_Request_
Set out every line of the material below as a numbered list, skipping any blank lines.

_Given records_
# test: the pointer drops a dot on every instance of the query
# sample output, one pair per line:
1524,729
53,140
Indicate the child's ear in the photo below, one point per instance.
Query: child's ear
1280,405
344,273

_Output below_
1. # test: the pointer drops a dot on every instance of the query
2. # sample output, one pair per line:
3. 1524,729
4. 53,140
5. Indicate the child's ear in the photo below, one point per instance.
6. Query: child's ear
7. 1280,405
8. 344,273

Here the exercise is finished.